Dataset entries
###

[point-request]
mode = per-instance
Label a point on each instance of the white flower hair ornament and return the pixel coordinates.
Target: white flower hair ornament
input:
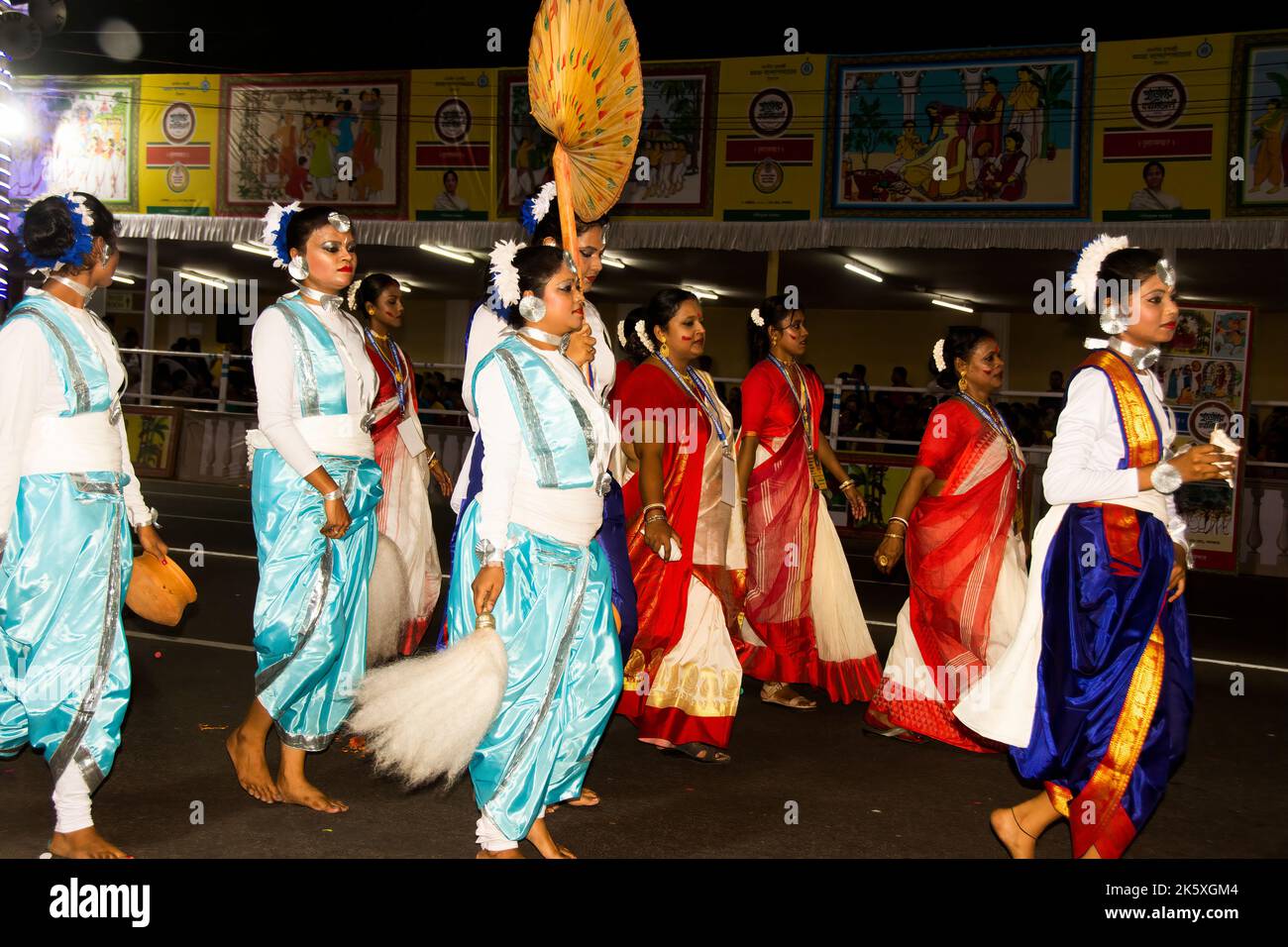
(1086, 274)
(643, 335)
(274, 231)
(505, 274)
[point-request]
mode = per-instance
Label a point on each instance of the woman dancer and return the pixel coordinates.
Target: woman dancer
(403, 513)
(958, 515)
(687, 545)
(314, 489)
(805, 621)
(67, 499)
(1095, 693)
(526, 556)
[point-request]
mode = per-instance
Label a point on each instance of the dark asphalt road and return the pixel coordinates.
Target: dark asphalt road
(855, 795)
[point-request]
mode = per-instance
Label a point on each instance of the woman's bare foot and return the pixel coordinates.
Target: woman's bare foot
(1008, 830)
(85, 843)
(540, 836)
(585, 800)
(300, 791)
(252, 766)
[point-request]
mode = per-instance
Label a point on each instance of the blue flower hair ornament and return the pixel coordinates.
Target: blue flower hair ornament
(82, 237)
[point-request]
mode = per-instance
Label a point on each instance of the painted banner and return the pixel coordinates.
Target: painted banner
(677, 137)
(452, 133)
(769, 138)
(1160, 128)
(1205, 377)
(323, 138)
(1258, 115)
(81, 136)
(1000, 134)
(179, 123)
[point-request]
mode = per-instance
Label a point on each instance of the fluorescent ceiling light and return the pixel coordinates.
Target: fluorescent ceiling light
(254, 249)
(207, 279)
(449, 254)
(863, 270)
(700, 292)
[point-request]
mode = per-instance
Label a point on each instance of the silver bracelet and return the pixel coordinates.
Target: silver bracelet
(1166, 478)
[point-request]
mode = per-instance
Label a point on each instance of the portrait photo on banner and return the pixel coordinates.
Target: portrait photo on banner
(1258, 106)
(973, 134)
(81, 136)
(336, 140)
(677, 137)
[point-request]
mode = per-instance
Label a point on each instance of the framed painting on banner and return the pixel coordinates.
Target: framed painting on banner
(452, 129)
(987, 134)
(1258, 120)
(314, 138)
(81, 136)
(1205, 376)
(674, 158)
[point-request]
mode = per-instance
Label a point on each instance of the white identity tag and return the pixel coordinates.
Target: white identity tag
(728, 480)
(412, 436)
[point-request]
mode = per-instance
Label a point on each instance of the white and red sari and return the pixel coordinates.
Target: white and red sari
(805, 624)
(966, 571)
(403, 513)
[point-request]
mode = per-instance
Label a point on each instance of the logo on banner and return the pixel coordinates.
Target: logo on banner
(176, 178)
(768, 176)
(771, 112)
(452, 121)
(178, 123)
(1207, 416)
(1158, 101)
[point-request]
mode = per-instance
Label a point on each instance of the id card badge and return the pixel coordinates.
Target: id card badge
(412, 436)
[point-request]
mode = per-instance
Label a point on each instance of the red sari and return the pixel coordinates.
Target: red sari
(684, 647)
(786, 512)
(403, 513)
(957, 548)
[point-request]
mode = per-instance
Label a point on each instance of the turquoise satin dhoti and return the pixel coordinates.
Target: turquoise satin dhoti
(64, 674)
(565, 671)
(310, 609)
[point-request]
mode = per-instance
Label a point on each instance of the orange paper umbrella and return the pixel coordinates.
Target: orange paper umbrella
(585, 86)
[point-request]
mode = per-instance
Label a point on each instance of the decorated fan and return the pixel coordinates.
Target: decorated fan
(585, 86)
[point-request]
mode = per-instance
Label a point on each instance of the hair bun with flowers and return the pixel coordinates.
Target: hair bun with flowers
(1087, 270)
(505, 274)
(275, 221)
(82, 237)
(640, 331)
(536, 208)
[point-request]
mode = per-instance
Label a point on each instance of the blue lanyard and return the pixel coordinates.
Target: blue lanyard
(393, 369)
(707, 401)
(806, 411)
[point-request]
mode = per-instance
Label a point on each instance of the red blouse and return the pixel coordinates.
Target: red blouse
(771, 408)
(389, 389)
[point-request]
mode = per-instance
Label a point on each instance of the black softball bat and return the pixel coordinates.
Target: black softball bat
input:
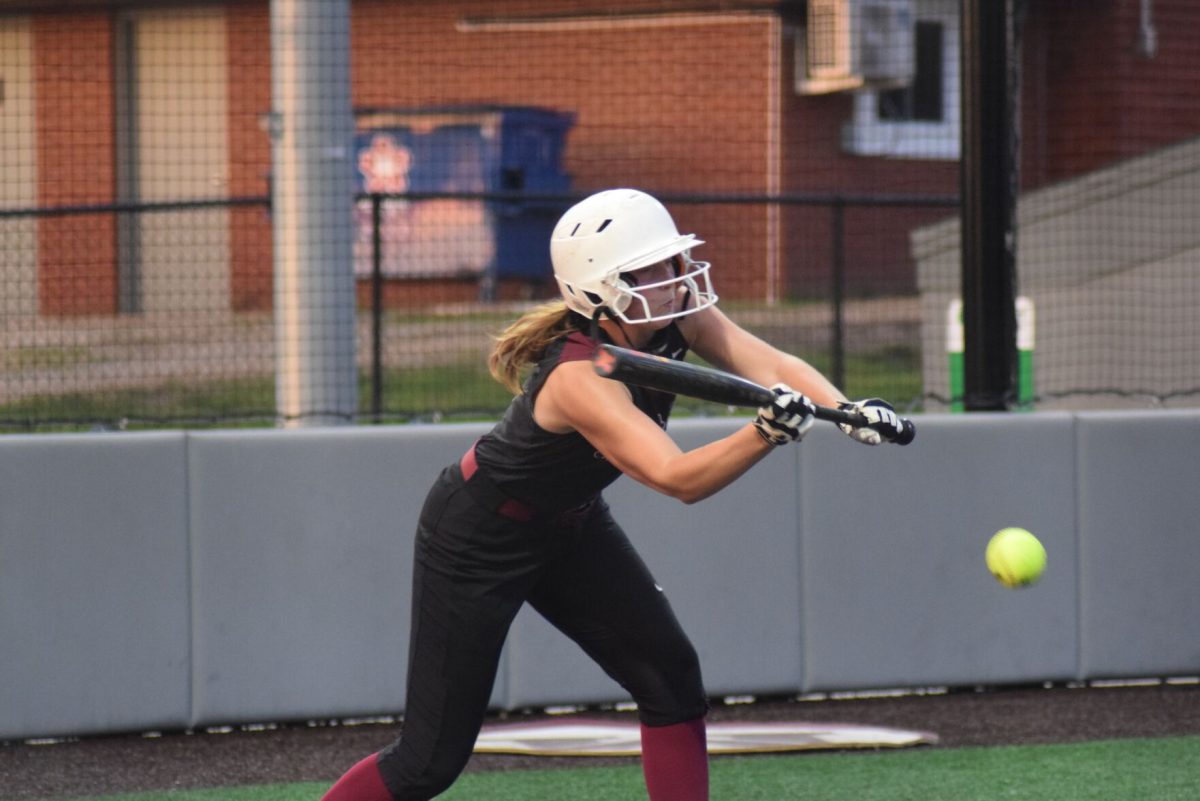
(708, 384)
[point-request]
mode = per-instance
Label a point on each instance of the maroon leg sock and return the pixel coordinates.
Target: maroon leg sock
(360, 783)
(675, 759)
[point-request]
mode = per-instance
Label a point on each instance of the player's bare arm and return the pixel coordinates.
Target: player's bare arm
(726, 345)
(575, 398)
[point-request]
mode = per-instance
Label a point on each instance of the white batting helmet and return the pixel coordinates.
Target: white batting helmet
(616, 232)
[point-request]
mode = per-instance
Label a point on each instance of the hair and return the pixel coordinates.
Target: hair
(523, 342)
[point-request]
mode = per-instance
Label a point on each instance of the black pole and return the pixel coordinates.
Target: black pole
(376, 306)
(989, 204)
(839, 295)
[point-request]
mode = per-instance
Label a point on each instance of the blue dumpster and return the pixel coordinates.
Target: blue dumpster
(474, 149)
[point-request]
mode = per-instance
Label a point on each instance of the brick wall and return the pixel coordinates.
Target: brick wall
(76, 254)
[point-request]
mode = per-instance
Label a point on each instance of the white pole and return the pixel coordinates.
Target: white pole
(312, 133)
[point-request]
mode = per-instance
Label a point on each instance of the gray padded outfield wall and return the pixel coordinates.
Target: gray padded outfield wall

###

- _Work order_
Give the number of lines in the entries that contain the word "softball", with no other text.

- _Answer section_
2